Task directions
Please transcribe the data exactly as shown, skipping the images.

Material shown
---

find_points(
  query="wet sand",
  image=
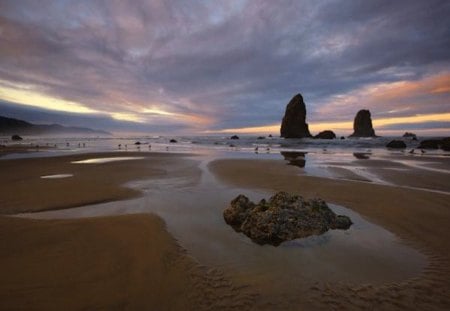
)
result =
(420, 218)
(109, 263)
(23, 189)
(132, 262)
(113, 263)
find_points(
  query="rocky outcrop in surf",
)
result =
(326, 135)
(284, 217)
(294, 123)
(362, 125)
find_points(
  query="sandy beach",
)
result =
(420, 218)
(132, 261)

---

Exercise answer
find_points(
  query="wet sand",
  image=
)
result =
(420, 218)
(109, 263)
(23, 189)
(132, 262)
(113, 263)
find_points(
  query="rocky outcrop in surf",
)
result =
(326, 135)
(284, 217)
(294, 123)
(362, 125)
find_points(
  query="sandy beach",
)
result =
(420, 218)
(132, 261)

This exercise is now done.